*Excerpt to read*
Alexander the Great, Julius Caesar, Dante, Joan of Arc, Isaac Newton, Napoleon Bonaparte, Beethoven, Charles Dicken, Vincent Van Gogh, Agatha Christie – what do they all have in common?
They all had seizures, according to Epilepsy Newfoundland and Labrador.
Epilepsy is a neurological disorder that causes sudden bursts of electrical energy in the brain, which produce sudden, brief seizures, according to the charity.
Their website states that approximately 300,000 Canadians – equaling one per cent of the population – are affected by this seizure disorder. Each year, one in 2,000 people are diagnosed with epilepsy, and each day, an average of 38 people in Canada learn they have this disorder.
The website also states that 60 per cent of new patients are children or senior citizens. With a prevalence of seven percent (1 in 14) of these over the age of 65 affected, epilepsy is the third most common neurological disorder in seniors, after dementia and stroke.
March 26 was proclaimed Purple Day for Epilepsy in Grand Falls-Windsor.
“Purple Day will be celebrated on March 26 annually to increase understanding, reduce stigma and improve the quality of life for people with epilepsy throughout the country and globally,” read Mayor Al Hawkins during the proclamation signing at a town council meeting in early March.
Purple Day is a global effort dedicated to promote epilepsy awareness that was founded by nine-year-old Cassidy Morgan of Nova Scotia.
In an attempt to give back to Epilepsy Newfoundland and Labrador, Tracey Rheault planned fundraising and awareness events for the first time this year.
“The reason why I started this is because my mom has epilepsy and they have been very supportive of me in the last couple of years and I felt like I had to give back,” Rheault said.
Her mother, Judy Reid, began having seizures at the age of nine, Rheault said, and
because the condition she was later diagnosed with is so rare, she was misdiagnosed over the years.
The family found out five years ago that Reid has cavernomas, which is genetic.
“You can have stroke, bleed in your brain, memory issues, and eventually over time if it is not taken care of by operating, you will have MS symptoms,” Rheault said.
Rheault said she has since tested positive for the condition as well, adding at the moment, she herself do not have epilepsy.
“It’s actually a 50/50 chance, so now that I have it, my children have a 50/50 chance,” Rheault said. “It’s like going left or right.”
Her family has received so much support from Epilepsy Newfoundland and Labrador that she decided she would plan events for Purple Day this year.
“They even give out scholarships to people with epilepsy. It’s amazing the stuff they do,” Rheault said. “They are not funded, they are independently operated, so anything that they bring in is through Purple Day, their calendar sales and they have a wonderful thrift store underneath their offices where they get a lot of their money. Once I found all of that out I thought ‘we have to give back.’ They give so much to people with epilepsy that I just thought that this was the right thing to do.”
Her daycare held a bake sale, sold tickets on a painting, and had a gift basket with donated items from people and business within the community and anyone who donated $2 had their name in for a draw.
And it’s not all about the funds, it’s also important to bring awareness to people of epilepsy.
“When my mom has seizures and she’s in the daycare, the children, some of them are kind of like ‘wow, what’s going on,’” Rheault said. “So it’s to bring awareness to children about what it’s all about. I find since we’ve started talking about it, the children are so much more comfortable with it.”
Rheault also made contact to a couple of her friends who also operate daycares in the area, and they jumped on board to help as well.
“Next year we’re hoping to go bigger,” Rheault said. “With the help of Central Health, we’re going to send out the information to everybody in the daycares.”

*Your task*
According to the article on Purple Day for epilepsy, who founded Purple Day? The rows that follow play no part in this exercise.

*Extracted records*
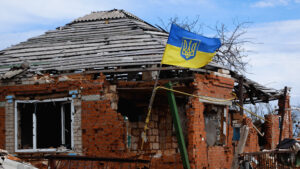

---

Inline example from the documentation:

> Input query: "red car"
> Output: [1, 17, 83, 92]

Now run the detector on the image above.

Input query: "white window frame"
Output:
[14, 97, 74, 152]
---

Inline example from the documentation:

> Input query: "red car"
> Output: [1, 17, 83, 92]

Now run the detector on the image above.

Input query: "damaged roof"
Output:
[0, 9, 168, 74]
[0, 9, 282, 102]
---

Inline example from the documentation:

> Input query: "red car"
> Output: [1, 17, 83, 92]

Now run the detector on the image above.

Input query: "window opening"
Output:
[16, 99, 73, 151]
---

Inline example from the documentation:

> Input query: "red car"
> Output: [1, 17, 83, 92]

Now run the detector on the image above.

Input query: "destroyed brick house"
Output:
[0, 10, 292, 168]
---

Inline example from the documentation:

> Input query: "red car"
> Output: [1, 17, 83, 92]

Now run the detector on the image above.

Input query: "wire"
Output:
[141, 86, 266, 150]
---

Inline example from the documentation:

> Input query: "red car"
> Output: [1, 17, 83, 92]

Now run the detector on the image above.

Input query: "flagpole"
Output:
[141, 62, 162, 150]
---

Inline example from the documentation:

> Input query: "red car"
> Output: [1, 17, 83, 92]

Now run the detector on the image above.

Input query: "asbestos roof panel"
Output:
[73, 9, 142, 22]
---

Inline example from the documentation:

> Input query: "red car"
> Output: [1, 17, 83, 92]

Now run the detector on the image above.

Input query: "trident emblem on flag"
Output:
[180, 38, 200, 60]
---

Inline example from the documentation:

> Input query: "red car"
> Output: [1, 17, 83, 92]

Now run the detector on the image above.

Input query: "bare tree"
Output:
[291, 106, 300, 137]
[158, 16, 250, 73]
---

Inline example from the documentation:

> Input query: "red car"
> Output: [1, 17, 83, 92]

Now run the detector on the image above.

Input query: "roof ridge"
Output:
[69, 8, 146, 24]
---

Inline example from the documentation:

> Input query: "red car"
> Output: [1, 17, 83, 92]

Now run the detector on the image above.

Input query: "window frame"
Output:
[14, 97, 74, 152]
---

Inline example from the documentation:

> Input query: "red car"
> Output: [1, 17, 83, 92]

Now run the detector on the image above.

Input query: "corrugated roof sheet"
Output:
[0, 10, 168, 74]
[73, 9, 142, 23]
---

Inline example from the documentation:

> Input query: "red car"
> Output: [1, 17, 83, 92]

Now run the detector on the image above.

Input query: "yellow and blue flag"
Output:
[161, 24, 221, 68]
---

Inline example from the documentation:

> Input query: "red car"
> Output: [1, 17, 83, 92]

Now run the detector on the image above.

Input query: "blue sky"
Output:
[0, 0, 300, 105]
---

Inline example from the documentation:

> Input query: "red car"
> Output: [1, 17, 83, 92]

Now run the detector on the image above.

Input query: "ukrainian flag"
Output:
[161, 24, 221, 68]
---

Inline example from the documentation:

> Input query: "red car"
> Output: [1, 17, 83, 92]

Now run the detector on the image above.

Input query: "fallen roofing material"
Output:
[0, 149, 37, 169]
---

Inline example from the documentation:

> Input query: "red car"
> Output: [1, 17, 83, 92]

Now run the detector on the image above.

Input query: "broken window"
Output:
[16, 99, 73, 151]
[204, 104, 227, 146]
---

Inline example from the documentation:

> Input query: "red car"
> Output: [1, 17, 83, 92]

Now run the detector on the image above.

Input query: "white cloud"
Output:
[246, 20, 300, 104]
[252, 0, 290, 8]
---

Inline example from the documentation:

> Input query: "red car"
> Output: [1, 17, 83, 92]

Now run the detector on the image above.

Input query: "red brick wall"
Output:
[0, 107, 5, 149]
[264, 114, 280, 149]
[243, 117, 259, 153]
[187, 74, 234, 168]
[81, 100, 126, 157]
[278, 95, 293, 140]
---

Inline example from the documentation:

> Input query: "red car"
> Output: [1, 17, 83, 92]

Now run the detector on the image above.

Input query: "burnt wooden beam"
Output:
[279, 86, 287, 144]
[238, 76, 244, 114]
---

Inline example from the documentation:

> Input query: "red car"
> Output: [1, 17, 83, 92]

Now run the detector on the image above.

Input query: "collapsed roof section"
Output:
[0, 9, 282, 103]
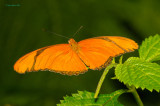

*Exercise solution*
Nine-year-old Cassidy Morgan of Nova Scotia founded Purple Day.